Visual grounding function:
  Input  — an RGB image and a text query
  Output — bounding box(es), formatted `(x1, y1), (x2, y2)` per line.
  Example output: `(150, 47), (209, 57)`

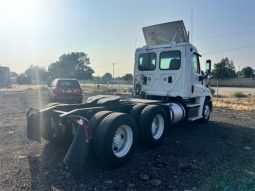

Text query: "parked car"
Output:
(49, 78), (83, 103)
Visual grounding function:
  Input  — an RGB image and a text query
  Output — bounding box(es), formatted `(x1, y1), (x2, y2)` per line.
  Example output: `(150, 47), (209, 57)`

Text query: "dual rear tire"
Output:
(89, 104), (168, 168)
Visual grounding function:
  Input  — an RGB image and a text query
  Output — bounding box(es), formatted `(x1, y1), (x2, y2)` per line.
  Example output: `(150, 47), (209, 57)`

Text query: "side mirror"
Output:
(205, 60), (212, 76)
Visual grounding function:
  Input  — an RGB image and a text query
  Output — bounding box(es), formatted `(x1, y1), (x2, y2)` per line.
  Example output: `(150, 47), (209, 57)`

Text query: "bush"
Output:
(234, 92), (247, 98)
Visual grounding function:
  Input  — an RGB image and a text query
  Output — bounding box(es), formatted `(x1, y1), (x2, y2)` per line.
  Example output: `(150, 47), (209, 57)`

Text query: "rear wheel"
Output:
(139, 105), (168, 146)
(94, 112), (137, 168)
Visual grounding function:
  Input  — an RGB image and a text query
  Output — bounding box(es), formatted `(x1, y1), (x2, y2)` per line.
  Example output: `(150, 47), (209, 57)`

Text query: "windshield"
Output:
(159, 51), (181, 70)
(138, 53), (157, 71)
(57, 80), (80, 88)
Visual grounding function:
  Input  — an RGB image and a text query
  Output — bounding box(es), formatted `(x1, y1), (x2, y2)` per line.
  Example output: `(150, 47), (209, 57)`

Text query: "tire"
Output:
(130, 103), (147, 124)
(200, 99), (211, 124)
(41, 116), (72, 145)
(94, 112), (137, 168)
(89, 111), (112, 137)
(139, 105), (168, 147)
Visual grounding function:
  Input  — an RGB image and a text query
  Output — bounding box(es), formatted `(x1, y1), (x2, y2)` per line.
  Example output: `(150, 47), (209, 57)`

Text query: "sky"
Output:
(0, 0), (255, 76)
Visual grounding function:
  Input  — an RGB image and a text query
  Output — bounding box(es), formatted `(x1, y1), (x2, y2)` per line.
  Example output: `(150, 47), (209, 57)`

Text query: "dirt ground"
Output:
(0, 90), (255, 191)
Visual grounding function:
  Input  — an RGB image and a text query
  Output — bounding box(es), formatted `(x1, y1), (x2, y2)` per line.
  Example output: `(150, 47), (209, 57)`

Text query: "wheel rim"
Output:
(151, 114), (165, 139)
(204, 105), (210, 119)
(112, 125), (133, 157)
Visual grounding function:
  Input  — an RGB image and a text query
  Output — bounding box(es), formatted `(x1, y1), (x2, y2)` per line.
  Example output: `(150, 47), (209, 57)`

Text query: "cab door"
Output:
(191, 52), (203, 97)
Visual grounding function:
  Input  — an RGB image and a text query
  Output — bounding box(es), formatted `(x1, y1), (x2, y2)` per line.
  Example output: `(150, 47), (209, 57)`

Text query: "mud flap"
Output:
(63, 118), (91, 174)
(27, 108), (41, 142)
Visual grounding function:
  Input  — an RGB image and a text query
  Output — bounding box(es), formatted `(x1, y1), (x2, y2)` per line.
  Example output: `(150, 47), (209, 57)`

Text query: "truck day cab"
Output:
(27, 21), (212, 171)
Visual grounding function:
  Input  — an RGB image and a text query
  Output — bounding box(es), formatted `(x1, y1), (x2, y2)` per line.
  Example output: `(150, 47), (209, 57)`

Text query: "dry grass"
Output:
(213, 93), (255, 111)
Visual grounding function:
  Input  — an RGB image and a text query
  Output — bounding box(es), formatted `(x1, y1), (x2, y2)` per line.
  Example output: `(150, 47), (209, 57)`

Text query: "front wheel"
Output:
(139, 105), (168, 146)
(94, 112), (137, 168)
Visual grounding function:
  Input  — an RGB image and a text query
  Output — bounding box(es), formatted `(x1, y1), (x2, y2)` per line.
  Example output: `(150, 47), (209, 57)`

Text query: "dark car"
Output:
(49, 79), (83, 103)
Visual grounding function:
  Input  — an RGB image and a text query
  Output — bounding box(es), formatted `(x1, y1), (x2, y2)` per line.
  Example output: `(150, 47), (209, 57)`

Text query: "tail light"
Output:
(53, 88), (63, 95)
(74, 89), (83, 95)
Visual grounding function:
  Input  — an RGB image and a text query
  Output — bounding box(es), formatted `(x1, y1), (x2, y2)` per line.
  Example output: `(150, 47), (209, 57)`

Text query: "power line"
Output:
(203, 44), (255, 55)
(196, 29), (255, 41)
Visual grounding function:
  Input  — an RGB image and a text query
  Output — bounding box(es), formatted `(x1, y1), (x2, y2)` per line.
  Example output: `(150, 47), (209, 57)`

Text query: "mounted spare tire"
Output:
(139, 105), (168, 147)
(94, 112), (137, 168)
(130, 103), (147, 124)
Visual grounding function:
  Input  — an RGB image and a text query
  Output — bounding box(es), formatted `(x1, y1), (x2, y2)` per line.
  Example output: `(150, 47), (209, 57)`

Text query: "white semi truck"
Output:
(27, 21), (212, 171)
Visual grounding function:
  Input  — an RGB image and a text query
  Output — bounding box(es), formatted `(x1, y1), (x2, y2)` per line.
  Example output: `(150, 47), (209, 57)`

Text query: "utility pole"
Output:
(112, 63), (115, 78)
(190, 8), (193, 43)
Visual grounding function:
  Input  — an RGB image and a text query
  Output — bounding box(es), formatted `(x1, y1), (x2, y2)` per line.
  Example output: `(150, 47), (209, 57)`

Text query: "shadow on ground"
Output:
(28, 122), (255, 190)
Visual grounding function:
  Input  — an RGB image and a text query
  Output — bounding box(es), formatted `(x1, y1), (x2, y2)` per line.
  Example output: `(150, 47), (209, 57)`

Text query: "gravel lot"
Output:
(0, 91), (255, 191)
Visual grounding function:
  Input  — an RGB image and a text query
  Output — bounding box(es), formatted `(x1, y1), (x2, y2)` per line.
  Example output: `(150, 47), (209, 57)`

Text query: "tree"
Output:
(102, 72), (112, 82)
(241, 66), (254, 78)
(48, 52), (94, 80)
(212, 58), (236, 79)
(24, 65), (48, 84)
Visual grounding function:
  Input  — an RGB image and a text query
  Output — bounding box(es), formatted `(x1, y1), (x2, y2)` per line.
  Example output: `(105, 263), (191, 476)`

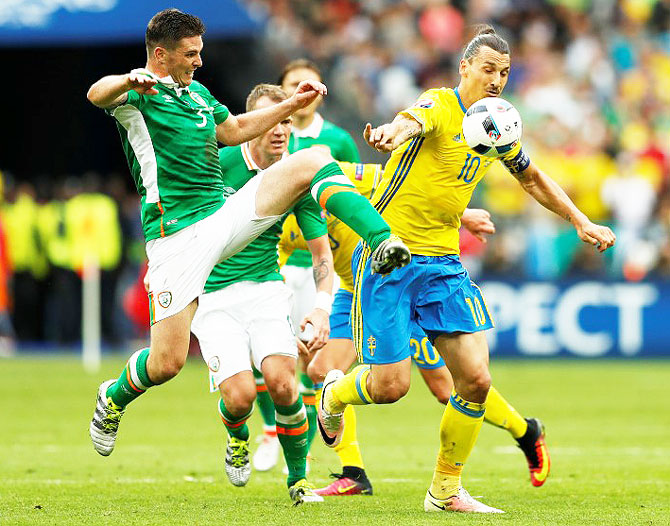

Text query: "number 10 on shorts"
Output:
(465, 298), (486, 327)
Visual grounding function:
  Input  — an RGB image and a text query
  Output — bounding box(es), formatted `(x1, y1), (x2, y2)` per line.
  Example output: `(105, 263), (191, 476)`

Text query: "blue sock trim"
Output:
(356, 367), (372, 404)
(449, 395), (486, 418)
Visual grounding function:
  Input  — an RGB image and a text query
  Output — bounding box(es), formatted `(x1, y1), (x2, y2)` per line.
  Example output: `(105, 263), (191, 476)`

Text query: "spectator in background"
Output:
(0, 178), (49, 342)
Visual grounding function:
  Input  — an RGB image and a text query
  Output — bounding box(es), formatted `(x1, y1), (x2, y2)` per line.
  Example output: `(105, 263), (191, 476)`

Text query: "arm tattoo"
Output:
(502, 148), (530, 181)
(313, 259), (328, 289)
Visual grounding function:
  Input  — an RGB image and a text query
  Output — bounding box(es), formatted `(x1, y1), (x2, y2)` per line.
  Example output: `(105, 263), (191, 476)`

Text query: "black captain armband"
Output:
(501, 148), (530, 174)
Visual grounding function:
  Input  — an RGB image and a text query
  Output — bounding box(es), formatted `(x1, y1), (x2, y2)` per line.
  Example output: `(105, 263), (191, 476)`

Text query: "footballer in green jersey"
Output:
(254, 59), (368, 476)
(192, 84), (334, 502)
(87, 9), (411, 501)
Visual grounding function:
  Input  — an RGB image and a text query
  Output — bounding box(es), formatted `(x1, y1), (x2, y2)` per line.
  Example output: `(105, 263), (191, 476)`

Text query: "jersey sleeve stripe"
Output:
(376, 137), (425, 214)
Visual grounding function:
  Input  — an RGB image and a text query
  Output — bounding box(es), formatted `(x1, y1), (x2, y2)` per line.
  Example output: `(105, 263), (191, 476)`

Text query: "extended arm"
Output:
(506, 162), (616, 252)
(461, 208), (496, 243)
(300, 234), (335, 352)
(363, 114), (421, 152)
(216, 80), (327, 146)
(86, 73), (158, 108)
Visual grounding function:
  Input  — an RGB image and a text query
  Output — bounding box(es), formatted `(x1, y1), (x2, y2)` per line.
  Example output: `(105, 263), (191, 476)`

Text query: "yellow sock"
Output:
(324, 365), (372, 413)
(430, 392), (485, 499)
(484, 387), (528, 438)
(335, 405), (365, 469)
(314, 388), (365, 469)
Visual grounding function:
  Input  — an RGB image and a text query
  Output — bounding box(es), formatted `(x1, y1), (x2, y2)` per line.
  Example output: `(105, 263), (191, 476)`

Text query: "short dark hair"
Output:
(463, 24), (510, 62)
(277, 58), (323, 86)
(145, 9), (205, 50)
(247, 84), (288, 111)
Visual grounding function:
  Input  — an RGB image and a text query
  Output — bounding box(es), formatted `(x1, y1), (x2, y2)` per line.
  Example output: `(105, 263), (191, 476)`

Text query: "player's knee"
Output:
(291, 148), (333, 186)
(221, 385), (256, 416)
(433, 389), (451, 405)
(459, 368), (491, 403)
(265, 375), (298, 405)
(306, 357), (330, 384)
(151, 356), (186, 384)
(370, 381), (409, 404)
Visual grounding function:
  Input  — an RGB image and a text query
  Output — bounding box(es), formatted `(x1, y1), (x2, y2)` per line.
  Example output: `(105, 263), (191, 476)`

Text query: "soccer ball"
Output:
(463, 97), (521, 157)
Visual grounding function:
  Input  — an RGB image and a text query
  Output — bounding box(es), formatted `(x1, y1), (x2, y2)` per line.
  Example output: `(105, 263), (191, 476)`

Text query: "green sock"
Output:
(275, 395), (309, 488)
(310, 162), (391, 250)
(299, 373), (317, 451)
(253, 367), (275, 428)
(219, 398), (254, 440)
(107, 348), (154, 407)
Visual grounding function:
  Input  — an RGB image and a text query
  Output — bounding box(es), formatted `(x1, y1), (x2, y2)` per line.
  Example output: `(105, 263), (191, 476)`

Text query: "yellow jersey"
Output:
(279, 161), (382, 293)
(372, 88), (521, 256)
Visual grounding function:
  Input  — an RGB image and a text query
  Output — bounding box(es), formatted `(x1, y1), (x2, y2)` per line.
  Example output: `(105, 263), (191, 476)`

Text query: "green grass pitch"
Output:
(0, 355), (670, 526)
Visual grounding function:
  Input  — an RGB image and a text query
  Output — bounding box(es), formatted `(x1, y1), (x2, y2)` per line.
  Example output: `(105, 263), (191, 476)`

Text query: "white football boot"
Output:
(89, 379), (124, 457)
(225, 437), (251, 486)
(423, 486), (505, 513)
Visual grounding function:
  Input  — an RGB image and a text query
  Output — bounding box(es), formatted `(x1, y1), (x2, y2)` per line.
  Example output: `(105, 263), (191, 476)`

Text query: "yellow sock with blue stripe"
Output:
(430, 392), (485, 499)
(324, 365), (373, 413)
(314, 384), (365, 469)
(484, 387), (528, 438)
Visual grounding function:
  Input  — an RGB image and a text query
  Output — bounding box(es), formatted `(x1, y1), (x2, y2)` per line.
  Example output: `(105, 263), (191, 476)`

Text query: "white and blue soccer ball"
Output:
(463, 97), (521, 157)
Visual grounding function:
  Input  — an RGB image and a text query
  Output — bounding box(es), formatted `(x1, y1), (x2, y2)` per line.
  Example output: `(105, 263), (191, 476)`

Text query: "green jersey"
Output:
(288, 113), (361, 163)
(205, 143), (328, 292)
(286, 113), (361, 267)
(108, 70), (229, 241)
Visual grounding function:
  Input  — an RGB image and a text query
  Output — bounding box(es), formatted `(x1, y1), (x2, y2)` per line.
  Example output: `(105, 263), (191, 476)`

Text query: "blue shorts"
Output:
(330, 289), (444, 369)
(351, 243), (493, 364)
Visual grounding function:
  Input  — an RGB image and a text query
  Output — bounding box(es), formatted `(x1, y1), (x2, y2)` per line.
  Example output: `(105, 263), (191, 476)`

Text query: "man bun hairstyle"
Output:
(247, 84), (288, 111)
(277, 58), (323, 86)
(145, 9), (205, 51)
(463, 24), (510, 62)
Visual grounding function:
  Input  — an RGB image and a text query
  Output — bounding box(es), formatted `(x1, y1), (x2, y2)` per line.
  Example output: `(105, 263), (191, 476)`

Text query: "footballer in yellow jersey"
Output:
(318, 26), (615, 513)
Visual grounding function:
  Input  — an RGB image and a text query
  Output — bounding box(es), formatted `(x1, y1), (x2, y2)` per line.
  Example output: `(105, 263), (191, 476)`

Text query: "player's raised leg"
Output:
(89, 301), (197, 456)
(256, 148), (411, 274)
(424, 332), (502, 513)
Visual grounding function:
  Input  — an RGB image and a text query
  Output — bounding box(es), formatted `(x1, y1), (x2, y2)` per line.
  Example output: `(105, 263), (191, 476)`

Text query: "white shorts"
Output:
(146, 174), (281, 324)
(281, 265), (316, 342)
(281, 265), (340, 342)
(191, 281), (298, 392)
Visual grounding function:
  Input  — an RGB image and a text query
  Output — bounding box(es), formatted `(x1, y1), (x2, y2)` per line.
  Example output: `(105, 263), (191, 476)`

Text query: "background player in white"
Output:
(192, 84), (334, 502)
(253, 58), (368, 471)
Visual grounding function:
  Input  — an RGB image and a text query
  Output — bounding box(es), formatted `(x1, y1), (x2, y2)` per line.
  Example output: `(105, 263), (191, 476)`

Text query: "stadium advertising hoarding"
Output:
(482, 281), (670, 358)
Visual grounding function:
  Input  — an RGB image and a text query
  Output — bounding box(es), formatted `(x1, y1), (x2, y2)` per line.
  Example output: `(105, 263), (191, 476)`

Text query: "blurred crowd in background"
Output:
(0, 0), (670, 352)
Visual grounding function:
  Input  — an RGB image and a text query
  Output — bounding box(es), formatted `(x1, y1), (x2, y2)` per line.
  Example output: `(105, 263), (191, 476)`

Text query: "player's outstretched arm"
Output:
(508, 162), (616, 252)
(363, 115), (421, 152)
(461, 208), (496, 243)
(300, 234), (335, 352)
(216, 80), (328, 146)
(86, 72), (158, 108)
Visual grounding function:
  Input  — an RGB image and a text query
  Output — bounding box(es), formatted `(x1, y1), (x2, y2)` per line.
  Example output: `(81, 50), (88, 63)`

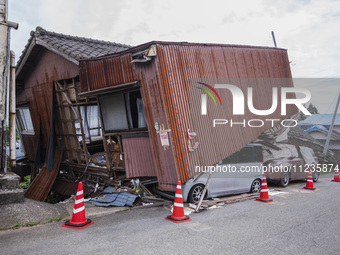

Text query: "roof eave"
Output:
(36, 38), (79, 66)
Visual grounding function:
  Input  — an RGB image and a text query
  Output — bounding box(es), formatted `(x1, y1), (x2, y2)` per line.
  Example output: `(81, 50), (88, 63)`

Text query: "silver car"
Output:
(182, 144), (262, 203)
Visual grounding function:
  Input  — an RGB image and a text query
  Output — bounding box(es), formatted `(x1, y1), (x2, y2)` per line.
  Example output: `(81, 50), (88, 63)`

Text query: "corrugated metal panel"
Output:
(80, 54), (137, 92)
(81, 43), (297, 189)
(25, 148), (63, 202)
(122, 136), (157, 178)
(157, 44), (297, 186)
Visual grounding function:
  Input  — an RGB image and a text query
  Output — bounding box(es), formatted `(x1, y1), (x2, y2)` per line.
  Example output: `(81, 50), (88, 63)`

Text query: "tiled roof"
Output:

*-*-*

_Set problem:_ Please reproduce everything from the start of the data down to the line containing "(49, 78), (83, 103)", including that line, adding 96 to each bounding box coordinate in the answers and leaving every other number unchanged. Omit the pictures.

_Finished exercise:_
Visual grounding function:
  Input  — an RGB image and a text query
  Output — bounding box(es), formatted `(x1, y1), (x2, y2)` per line.
  Example output: `(150, 47), (209, 57)`


Text query: "parked car"
Output:
(145, 174), (179, 199)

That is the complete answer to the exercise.